Newswise — Pretreating bulky biomass feedstocks to make them into a denser, more compact form as a first step toward making them into biofuels may require less energy at the front end than scientists had thought.
That’s the good news thus far from a $1.1 million study funded largely by the North Central Sun Grant Center at South Dakota State University.
Scientists already know the biofuels of the future will likely require regional biomass processing centers to pretreat and densify materials such as switchgrass and cornstalks. Pretreating and densifying feedstocks will make it easier to ship biomass to processing facilities as much as 50 to 100 miles away. The new study explores some of the actual methods and technologies that could be used.
“Biomass is very bulky. So there are going to be a lot of logistical hurdles in moving this bulky biomass from the field to the centralized biorefining operation,” said professor Kasiviswanathan Muthukumarappan of South Dakota State University’s Department of Agricultural and Biosystems Engineering.
The current study — a collaboration involving researchers in South Dakota, North Dakota, and Michigan — takes advantage the adhesive-like qualities of one of the chief ingredients of biomass, lignin.
South Dakota State University scientists are collecting three kinds of biomass, switchgrass, prairie cordgrass, and corn stover. They mill the biomass to get particles of specified sizes. They then send the biomass to professor Bruce Dale of Michigan State University, where the samples will be pre-treated by a technique called AFEX processing. AFEX stands for “ammonia fiber expansion.”
The process brings lignin to the surface of the biomass particles so that it can be used as a natural binding agent that is already present in the material.
After pretreatment, the samples are sent to Michael Flaherty of Federal Machine Co. in Fargo, N.D., where engineers have developed a compaction device for compacting pretreated biomass. The biomass is compacted to form paks, which are then sent back to South Dakota State University, where the physical and chemical characteristics of the samples are analyzed.
The good news from the study thus far, Muthukumarappan said, is that pretreatment processing apparently won’t have to spend as much energy slicing and dicing biomass into pieces of very small diameter.
“We found that in terms of compacting these AFEX-treated biomass samples, we don’t have to go to lower particle sizes, we can use the larger particle sizes. What it means is that it’s going to require less energy in pre-processing these biomasses,” Muthukumarappan said.
In other words, instead of chopping biomass into pieces with a diameter of, say, 2 millimeters, the process will work with pieces as large as 8 to 12 millimeters. That is one small step toward lowering the cost of making new biofuels from biomass feedstocks.

_PROMPT 1_.
Answer from the biomass densification article:
(a) Which three kinds of biomass are South Dakota State University scientists collecting?
(b) What does AFEX stand for?
(c) What particle size range does the process work with, in place of pieces about 2 millimeters in diameter?
_PROMPT 2_. Continue the biomass densification article from its last sentence, in the same news style.
The entries that come next aren't needed for the tasks on the biomass densification article.

_DATA UNDER STUDY_.
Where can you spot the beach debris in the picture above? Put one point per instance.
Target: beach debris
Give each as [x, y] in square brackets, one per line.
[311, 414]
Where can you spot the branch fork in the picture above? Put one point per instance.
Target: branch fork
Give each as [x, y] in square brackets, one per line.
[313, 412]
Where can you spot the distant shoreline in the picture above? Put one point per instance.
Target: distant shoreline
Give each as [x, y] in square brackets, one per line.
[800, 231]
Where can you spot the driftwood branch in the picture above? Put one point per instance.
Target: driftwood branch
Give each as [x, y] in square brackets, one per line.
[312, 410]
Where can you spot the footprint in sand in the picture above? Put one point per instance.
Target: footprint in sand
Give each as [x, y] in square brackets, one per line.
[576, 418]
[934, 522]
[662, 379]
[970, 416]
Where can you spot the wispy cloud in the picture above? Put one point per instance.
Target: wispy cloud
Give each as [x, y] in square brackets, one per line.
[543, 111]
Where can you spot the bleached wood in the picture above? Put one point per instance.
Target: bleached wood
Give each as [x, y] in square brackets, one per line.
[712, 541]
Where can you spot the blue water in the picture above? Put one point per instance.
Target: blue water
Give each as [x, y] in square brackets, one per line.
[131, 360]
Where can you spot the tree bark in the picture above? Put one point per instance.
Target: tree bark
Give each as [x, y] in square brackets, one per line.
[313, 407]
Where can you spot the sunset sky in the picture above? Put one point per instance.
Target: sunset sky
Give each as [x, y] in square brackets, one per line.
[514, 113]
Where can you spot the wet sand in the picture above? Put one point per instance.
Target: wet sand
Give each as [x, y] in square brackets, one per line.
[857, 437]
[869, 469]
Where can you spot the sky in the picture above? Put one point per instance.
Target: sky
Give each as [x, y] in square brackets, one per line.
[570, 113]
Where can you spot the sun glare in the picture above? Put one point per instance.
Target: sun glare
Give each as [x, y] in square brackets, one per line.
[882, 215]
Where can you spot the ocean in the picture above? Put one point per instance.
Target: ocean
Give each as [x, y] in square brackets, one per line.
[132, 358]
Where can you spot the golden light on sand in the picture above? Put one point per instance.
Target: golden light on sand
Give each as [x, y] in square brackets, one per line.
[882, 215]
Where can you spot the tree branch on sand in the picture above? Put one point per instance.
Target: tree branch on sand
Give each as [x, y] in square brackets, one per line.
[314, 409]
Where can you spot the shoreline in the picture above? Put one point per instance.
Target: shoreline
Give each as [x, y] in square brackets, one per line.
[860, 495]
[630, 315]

_RESPONSE AREA 1_.
(a) Switchgrass, prairie cordgrass, and corn stover.
(b) Ammonia fiber expansion.
(c) Pieces as large as 8 to 12 millimeters.

_RESPONSE AREA 2_.
Scientists had been afraid that they would have to chop the biomass into particles of smaller size in order to create more surface area so that enough lignin would be available to act as a binding agent. But they found they were able to make a compacted material even with the higher particle size.
The project also includes a storage study to determine how long these packs can be stored without any adverse effects.
The samples will be processed by three different labs. Assistant professor Scott Pryor’s lab at North Dakota State University uses a technology s called “separate hydrolysis and fermentation.”
Professor William Gibbons in SDSU’s Department of Biology and Microbiology at SDSU will use a processing technique called “simultaneous saccharification and fermentation.”
Associate professor Lew Christopher’s lab at the South Dakota School of Mines and Technology will explore whether unique microbes scientists have from the former Homestake Gold Mine in western South Dakota — so-called “extremophiles” that are adapted to the extreme conditions deep underground — might serve as a possible biomass breaker in the process of converting biomass to biofuels.
Instructor Michael Twedt at South Dakota State University and assistant professor Chris Saffron at Michigan State University also are looking at the technical and economic feasibility of whole biomass processing operations.
The wide-ranging study also will consider issues such as flowability, or how well the processed material will flow when it is unloaded at a processing facility, and whether the compacted biomass will produce the same amount of biofuel as uncompacted biomass.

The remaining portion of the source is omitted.